> LISTING:
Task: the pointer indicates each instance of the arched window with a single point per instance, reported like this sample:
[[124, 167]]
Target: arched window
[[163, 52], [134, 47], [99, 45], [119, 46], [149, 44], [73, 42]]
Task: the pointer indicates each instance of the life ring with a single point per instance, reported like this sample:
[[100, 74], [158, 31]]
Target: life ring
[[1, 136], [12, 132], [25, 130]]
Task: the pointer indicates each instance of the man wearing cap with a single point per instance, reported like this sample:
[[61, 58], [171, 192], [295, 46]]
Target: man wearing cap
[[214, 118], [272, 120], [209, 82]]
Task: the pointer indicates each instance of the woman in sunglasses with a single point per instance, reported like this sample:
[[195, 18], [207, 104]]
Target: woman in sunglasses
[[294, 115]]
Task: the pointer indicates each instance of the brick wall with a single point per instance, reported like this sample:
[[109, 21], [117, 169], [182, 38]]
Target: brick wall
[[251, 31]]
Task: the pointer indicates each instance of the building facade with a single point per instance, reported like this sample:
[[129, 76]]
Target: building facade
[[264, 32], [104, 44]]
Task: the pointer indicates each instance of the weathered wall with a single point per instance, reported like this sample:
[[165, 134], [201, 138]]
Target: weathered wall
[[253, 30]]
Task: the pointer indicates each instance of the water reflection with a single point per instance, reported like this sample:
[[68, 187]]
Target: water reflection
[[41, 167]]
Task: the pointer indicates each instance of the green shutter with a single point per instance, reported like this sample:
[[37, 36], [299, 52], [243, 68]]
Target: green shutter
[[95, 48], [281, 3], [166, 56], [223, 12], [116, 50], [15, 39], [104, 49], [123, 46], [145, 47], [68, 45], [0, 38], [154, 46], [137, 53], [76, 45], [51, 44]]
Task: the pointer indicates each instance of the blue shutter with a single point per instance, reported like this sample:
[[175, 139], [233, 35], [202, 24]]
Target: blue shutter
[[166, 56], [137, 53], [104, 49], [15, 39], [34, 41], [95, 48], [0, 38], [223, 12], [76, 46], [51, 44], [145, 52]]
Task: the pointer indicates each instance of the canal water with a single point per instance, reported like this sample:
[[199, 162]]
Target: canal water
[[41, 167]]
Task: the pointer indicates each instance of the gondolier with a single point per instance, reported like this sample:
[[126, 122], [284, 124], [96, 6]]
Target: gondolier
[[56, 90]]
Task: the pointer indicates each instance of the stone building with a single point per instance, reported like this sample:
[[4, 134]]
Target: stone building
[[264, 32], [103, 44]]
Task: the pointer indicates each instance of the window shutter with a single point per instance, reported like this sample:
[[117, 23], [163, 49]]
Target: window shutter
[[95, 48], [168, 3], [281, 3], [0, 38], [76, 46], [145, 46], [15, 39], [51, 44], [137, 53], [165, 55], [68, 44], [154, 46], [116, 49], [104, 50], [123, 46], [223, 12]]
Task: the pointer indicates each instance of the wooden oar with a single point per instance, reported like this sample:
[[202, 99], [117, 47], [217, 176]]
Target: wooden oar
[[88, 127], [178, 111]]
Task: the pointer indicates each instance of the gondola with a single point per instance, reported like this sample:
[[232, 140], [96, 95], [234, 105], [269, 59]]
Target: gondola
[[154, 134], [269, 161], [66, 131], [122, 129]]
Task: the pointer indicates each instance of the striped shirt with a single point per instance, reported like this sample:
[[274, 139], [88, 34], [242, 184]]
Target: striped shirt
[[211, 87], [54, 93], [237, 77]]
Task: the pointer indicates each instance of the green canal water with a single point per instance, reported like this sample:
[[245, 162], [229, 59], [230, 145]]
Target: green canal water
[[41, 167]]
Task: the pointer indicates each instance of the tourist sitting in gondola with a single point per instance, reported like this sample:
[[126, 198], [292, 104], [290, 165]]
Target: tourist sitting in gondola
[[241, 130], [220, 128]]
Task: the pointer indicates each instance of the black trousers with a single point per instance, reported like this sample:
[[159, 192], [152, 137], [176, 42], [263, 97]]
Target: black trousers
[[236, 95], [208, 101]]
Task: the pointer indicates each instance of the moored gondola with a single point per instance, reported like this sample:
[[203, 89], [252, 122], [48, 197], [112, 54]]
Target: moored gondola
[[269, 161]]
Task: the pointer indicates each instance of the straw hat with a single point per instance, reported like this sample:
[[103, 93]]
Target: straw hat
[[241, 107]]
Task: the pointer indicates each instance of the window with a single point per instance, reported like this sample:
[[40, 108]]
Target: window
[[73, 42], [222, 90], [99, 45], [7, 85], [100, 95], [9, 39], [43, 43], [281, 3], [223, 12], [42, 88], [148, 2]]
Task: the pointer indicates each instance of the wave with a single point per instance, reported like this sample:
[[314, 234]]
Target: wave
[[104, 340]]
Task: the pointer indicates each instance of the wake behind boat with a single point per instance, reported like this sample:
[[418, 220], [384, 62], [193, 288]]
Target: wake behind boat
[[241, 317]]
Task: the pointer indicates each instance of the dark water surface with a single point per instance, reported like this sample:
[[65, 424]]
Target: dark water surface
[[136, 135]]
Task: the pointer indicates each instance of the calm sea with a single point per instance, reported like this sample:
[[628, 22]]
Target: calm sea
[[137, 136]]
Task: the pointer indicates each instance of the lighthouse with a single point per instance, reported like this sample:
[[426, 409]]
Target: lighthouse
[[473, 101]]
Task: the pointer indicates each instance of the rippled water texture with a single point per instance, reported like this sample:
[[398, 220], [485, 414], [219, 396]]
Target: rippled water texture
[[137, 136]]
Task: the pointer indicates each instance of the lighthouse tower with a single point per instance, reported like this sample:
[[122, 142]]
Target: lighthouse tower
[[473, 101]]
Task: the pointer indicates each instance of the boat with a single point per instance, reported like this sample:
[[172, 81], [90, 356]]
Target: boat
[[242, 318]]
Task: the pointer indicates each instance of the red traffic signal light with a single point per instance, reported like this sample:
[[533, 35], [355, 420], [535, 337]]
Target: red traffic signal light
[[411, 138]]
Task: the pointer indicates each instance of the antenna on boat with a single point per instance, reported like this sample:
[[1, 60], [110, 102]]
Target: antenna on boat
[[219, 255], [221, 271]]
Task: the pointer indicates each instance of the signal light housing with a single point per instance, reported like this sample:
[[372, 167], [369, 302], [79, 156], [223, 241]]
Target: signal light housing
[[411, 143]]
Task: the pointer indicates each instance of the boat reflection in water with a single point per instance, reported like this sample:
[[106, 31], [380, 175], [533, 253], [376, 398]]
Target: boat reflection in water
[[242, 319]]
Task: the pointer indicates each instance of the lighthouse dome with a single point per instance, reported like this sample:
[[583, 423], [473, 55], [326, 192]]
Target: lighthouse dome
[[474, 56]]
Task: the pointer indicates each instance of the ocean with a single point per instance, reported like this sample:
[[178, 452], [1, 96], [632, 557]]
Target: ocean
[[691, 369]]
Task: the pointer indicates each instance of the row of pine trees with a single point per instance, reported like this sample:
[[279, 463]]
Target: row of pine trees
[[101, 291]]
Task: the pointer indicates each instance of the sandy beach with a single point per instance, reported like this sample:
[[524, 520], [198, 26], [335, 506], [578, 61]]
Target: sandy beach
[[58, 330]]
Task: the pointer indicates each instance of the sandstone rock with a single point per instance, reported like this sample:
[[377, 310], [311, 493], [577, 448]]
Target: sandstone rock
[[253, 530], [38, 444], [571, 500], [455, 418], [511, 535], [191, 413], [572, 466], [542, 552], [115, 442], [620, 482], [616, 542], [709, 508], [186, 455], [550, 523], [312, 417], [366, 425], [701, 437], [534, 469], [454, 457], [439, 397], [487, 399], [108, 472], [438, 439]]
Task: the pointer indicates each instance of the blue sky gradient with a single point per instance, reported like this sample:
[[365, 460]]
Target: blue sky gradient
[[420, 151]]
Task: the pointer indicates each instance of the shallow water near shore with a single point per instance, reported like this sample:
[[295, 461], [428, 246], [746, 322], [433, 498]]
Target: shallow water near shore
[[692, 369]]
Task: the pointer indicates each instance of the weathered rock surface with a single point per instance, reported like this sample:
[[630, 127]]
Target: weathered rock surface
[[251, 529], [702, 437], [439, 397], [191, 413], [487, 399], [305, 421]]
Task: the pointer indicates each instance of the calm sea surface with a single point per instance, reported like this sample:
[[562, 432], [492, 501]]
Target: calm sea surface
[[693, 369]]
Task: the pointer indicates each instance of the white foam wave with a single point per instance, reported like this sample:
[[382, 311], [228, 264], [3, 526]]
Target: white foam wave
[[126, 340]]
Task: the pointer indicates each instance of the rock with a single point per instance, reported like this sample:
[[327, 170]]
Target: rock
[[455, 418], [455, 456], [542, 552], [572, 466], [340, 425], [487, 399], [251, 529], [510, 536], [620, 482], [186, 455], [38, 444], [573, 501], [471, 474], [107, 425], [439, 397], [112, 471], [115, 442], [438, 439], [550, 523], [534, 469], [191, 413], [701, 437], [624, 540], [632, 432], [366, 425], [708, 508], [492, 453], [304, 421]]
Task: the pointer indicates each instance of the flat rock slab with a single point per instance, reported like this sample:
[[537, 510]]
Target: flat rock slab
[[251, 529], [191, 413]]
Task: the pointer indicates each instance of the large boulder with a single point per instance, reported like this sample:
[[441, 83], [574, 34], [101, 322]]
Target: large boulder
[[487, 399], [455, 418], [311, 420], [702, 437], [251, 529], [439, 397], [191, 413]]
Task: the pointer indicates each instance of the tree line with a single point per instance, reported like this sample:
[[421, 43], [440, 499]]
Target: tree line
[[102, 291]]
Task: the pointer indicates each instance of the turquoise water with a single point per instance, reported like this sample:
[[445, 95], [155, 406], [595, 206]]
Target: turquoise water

> WHAT THE TASK ASKS:
Starting at the beginning of the records and ending at the line that contains "[[1, 136], [12, 132], [25, 130]]", write out every line again, requests included. Scale each coordinate in the answers by 1.15 and round to whole numbers, halves up, leaving the numbers in the requests and their format samples unchanged.

> FINAL RESULT:
Task: the pointer indicates each instance of the arched window with a single point per instance, reported like this sample:
[[124, 167]]
Target: arched window
[[187, 60], [154, 54], [114, 52], [137, 53], [171, 51], [84, 48]]
Task: the pointer indicates each instance of the life ring with a single point per instance, reported like this sample:
[[100, 74], [158, 31]]
Target: life ring
[[1, 156], [14, 152], [29, 150]]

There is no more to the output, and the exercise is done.